- [TESTO SCELTO]:
********************

Prima le cose che non mi sono piaciute: 1. Il titolo del disco. Fa schifo, comunque lo si prenda. 2. Il font gotico ha rotto'l caz. 3. "The Warden" è il pezzo peggiore di Chelsea. Lasci a Zola Jesus 'ste cagatine. Detto questo, che disco splendido. Molta più elettronica di prima, una voce a livelli di intensità spettacolari, quasi sempre spettrale, e canzoni che ormai non cercano neppure di sembrare tali: vedi "Reins", che parte come un mantra, e finisce come un (altro) mantra, dopo 5 minuti e passa di passione trascinante (è una canzone d'amore folle, anche se sembra un requiem), o vedi "Sick", che è la cosa più gotica che la Wolfe abbia scritto - con quella seconda parte che poi è redenzione. O vedi "They'll clap when you're gone": come i Black Heart Procession migliori, più epici, più struggenti, e con una voce da brividi. Poi c'è la Chelsea rocchettara, e va benissimo, da "We hit a wall" a "Kings", passando per "Destruction...": è il suo, e non sbaglia. Ma, insomma, non sbaglia quasi da nessuna parte (tranne, appunto, nel tentativo synth pop, da eliminare anche solo come ipotesi: Chelsea, no, te prego), e l'album, variegato ma a suo modo compatto come nessuno dei suoi predecessori, dimostra che ci avevamo visto bene da subito, e che Chelsea Wolfe è una delle migliori là fuori. Chi te lo spiattella, così, un pezzo come "The waves have come"? Chi ti piazza 4 dischi di questo livello in 3 anni e mezzo? Bella Jacopo, ma l'8 ci stava!

FrancescoB alle 10:17 del 30 agosto 2013 ha scritto:

Questo disco mi incuriosice molto, ripasso per il voto. Bella la recensione.

Dr.Paul (ha votato 7 questo disco) alle 15:29 del 5 settembre 2013 ha scritto:

non sono un fan della wolfe ma credo questo sia il suo disco più compiuto, sound e produzione più puliti e in generale meno vincolati dalla logica childish del famolo-strano (mia opinione), mi piace questa crescita! non credo che la sola the warden volga lo sguardo alla pur ottima zola jesus.....bensì buona parte del disco vedasi a tal proposito reins, feral love, house of metal e un altro paio sicuramente! brava lei e bravo jacopo!!

********************

- [DATI ESTRATTI]:
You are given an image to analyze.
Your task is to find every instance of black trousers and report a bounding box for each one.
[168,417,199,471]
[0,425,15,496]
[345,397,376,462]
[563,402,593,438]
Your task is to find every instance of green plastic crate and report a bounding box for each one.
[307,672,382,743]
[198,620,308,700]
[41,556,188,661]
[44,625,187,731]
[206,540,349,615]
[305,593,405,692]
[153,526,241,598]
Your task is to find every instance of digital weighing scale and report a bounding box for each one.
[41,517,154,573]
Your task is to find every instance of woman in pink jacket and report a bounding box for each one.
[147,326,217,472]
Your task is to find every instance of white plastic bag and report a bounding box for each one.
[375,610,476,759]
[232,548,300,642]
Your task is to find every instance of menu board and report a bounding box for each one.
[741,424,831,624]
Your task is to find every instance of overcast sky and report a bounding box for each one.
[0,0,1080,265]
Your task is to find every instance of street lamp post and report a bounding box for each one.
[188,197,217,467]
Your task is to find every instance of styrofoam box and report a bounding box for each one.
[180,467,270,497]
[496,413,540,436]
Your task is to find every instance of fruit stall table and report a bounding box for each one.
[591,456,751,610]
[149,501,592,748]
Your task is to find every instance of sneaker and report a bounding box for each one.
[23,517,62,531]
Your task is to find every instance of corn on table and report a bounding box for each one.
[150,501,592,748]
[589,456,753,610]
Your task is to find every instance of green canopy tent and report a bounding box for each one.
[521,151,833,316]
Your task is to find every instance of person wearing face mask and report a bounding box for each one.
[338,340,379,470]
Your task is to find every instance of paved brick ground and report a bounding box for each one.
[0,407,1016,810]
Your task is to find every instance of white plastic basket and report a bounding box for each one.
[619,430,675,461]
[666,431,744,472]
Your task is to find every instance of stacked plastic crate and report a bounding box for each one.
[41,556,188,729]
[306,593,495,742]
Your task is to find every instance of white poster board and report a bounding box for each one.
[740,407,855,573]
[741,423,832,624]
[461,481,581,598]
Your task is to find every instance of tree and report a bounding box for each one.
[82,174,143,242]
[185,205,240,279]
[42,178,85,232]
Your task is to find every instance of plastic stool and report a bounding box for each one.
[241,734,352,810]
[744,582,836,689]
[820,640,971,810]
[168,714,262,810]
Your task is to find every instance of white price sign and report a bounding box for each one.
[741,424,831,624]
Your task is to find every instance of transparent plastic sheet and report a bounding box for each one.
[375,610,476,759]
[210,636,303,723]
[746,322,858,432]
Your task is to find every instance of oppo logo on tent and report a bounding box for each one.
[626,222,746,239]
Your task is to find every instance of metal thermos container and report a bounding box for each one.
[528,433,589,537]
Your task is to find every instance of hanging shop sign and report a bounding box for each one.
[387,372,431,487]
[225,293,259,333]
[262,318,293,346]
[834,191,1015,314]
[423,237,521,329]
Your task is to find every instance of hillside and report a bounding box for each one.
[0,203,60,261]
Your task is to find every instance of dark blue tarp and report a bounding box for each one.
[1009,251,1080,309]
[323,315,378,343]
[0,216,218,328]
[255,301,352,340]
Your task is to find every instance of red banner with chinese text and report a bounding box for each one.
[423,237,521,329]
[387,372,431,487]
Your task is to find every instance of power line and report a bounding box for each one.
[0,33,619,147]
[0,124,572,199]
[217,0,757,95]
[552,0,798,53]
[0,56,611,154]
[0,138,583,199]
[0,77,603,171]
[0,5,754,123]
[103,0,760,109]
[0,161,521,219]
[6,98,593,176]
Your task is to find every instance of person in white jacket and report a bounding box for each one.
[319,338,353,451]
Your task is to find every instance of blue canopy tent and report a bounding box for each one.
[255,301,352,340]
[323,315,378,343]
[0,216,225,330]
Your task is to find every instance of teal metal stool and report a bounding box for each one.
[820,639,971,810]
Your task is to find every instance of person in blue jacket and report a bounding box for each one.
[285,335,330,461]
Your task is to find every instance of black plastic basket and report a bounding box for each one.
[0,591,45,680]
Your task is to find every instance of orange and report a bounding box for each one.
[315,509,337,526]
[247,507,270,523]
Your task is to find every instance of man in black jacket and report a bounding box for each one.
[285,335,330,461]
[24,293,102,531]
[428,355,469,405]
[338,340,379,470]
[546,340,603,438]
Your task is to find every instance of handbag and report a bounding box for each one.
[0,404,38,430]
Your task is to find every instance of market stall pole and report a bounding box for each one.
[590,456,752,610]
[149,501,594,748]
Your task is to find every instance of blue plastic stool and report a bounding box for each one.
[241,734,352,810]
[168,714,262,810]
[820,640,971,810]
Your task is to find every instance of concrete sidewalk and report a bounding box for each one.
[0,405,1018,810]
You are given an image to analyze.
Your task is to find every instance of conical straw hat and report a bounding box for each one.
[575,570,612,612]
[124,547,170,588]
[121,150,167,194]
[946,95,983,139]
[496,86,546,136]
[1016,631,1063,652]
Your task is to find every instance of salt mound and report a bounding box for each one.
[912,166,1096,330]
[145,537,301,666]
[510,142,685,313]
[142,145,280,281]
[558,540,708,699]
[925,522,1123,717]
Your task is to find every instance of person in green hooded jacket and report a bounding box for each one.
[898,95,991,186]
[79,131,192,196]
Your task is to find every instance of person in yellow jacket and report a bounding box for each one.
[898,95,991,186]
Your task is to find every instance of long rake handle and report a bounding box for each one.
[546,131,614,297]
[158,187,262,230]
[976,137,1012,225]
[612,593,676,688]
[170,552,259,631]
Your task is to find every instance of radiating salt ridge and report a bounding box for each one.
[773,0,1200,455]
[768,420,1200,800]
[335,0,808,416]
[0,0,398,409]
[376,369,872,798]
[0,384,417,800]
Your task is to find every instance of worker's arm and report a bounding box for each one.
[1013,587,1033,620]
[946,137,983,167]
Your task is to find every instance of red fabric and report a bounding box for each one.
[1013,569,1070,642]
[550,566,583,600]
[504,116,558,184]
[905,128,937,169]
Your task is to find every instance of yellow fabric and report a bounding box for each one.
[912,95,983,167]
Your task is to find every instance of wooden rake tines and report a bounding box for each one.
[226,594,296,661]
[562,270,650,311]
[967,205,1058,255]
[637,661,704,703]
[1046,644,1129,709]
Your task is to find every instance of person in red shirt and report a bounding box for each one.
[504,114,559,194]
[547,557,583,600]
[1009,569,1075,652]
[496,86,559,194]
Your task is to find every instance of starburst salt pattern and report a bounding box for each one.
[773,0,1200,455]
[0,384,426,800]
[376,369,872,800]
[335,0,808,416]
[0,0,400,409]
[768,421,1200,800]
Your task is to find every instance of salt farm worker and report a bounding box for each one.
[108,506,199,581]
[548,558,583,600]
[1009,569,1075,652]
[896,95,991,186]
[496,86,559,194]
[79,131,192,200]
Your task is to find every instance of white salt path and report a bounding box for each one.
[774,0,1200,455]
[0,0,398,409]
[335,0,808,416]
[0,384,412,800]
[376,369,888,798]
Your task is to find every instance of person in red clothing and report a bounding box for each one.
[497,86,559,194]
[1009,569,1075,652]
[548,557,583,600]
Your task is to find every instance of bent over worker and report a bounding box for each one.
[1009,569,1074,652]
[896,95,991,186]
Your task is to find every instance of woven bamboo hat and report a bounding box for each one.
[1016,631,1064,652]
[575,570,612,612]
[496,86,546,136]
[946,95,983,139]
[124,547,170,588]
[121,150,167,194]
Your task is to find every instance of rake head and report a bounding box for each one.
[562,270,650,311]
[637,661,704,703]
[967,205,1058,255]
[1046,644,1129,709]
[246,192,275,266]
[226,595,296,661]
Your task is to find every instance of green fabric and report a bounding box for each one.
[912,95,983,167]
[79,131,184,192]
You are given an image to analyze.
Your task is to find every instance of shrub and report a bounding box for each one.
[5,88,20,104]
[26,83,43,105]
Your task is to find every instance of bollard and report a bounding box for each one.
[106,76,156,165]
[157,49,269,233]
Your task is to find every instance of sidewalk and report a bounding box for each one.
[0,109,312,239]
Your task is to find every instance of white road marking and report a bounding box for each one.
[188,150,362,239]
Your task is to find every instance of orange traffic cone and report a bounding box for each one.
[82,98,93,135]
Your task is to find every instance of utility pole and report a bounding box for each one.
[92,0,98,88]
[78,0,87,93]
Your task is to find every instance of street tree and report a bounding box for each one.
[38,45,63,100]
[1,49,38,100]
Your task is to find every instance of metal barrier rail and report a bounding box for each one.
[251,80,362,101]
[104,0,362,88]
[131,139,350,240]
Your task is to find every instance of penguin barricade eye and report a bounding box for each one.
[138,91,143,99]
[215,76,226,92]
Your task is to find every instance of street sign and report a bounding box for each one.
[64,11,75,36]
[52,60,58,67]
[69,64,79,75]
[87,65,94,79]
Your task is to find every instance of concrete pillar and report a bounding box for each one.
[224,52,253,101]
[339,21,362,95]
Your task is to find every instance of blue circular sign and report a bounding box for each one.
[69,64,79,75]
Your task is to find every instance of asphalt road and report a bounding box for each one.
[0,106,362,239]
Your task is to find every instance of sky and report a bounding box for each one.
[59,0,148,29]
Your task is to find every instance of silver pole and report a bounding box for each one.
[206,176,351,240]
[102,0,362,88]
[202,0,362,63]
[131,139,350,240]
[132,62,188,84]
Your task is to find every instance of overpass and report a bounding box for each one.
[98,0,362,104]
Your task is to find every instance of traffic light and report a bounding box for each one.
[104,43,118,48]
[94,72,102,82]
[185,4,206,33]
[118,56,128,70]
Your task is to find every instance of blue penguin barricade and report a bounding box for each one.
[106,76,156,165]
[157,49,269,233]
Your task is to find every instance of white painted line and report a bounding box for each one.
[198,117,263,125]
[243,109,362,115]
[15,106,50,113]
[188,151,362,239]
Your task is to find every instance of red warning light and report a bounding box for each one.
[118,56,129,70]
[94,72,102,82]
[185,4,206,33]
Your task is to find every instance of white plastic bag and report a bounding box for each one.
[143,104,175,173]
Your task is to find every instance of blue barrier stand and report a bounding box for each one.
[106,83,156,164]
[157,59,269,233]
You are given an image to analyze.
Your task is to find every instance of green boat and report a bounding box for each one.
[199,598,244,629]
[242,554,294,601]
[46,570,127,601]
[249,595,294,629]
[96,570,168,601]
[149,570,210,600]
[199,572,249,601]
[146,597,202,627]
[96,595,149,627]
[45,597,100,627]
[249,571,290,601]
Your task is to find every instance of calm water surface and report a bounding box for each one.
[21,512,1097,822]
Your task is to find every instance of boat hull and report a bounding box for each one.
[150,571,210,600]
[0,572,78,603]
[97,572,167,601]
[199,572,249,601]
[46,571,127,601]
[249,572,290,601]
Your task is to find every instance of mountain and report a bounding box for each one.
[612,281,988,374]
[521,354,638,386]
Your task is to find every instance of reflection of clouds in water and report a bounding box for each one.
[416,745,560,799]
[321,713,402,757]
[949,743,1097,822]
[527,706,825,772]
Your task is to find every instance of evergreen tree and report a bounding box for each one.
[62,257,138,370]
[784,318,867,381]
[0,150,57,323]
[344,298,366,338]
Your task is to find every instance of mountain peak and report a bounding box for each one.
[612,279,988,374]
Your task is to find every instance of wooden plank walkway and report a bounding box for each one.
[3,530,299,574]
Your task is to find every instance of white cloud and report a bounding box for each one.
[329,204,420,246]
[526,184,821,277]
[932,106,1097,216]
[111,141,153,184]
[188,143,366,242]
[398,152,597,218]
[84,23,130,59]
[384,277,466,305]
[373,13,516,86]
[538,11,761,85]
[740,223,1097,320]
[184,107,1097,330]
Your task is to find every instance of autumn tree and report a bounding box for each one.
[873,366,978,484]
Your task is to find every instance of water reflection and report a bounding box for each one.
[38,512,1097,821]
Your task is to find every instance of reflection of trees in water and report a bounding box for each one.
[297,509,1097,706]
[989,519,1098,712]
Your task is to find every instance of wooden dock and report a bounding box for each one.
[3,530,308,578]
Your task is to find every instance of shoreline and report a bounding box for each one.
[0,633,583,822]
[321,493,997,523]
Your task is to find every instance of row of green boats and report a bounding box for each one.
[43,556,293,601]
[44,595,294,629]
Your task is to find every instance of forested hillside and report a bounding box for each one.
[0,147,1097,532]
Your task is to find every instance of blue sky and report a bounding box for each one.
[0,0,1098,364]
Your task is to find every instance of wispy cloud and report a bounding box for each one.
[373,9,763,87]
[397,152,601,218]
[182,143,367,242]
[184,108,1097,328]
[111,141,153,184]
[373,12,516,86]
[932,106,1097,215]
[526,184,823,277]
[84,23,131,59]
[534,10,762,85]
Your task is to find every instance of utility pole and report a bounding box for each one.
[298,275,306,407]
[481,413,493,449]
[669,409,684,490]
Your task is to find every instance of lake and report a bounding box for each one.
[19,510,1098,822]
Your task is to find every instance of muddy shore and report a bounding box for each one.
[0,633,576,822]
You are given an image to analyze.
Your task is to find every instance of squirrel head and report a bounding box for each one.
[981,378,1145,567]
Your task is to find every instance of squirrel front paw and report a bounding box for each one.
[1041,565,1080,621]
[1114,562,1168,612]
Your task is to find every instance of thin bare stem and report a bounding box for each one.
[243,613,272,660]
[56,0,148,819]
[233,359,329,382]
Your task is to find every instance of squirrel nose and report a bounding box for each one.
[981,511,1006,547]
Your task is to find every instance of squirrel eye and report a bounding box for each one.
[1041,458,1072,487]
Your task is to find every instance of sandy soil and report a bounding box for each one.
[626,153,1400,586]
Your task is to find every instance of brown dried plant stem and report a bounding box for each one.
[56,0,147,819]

********************

- [ESERCIZIO ASSEGNATO A]: Copia dal testo su Chelsea Wolfe il passo che comincia con "Questo disco mi" e prosegue fino a "e bravo jacopo!!".
- [ESERCIZIO ASSEGNATO B]: Prosegui il testo su Chelsea Wolfe dal punto in cui si ferma.
I record non hanno alcun legame con il testo su Chelsea Wolfe.

- [RISPOSTA ALL'ESERCIZIO A]:
Questo disco mi incuriosice molto, ripasso per il voto. Bella la recensione.

Dr.Paul (ha votato 7 questo disco) alle 15:29 del 5 settembre 2013 ha scritto:

non sono un fan della wolfe ma credo questo sia il suo disco più compiuto, sound e produzione più puliti e in generale meno vincolati dalla logica childish del famolo-strano (mia opinione), mi piace questa crescita! non credo che la sola the warden volga lo sguardo alla pur ottima zola jesus.....bensì buona parte del disco vedasi a tal proposito reins, feral love, house of metal e un altro paio sicuramente! brava lei e bravo jacopo!!

- [RISPOSTA ALL'ESERCIZIO B]:
target (ha votato 8 questo disco) alle 10:49 del 6 settembre 2013 ha scritto:

Alla prima Zola Jesus, però, Paul, gli altri pezzi che citi. (Quando era davvero "pur ottima", eheh). Intanto, bell'otto di Picci. Non so se mi devo preoccupare: ultimamente anticipo, paro paro, gli stessi loro voti. Sì, mi devo preoccupare.

Jacopo Santoro, autore, alle 11:06 del 6 settembre 2013 ha scritto:

Ammettilo, da Picci hai le soffiate..

target (ha votato 8 questo disco) alle 11:21 del 6 settembre 2013 ha scritto:

Sgamato. E' il primo passo verso la metamorfosi: a settembre Storia cambierà nome in Storia dei Forconi.

salvatore alle 11:23 del 6 settembre 2013 ha scritto:

Anche per me il migliore, ad oggi, della Wolfe. Ora c'è da capire quanto mi piace. So già che non riuscirò ad amarlo incondizionatamente, ché il gotico non rientra tra le mie preferenze, ma ci sono introspezione, profondità e devastazione: cose che sventano il pericolo della "furbata" e certificano un "sentire" autentico. Poi lei è indiscutibilmente brava, ma non scopro niente di nuovo.

Per quanto riguarda Pitch - l'ho già detto più volte -, io credo che facciano un buon lavoro e, molto spesso, quando si tratta di generi che mastico un po', sono d'accordo con i loro giudizi. Per quanto mi riguarda, non iniziare a preoccuparti

Tra l'altro, Fra', diciamolo, hai cominciato a parlare della Wolfe quando era un'illustre sconosciuta e adesso arrivano grossi riconoscimenti a destra e a manca (lo stesso Pitch, il Mucchio - che le ha messo un nove e dedicato intervista e articolo - ed altri siti). Insomma, ci hai visto molto bene! Ma, anche qui, non scopriamo niente di nuovo

target (ha votato 8 questo disco) alle 11:43 del 6 settembre 2013 ha scritto:

Dai, non sapevo del Mucchio: leggerò. Contento che ti piaccia, Sal: anche a me l'immaginario gotico non ha mai attirato più di tanto, anzi, quasi per nulla (l'anima rimane indie pop), eppure la Wolfe mi sembra molto altro, e, appunto, mi sembra - prima di tutto - autentica, e questo basta: le viscere che citavo nella prima recensione le sento tuttora, e si tratta di una cosa che fa la differenza. Sì, su Picci il mio era un mezzo scherzo. Ultimamente, poi, sono tornato a leggere belle recensioni (Julia Holter, Okkervil, la Wolfe stessa), mentre avevo avuto l'impressione, per un po', che fosse calata la qualità dei collaboratori e che avessero iniziato a prendere un po' troppi granchi. Ah, e grazie ancora Sal: su Chelsea mi concedo il lusso di tirarmela, ahah, perché davvero qua se ne parlò abbondantemente prima che da ogni altra parte (a ringraziarmi sono soprattutto gli amici feticisti, che sono riusciti a prendere le prime edizioni in vinile dei suoi dischi, che ora valgono oro!).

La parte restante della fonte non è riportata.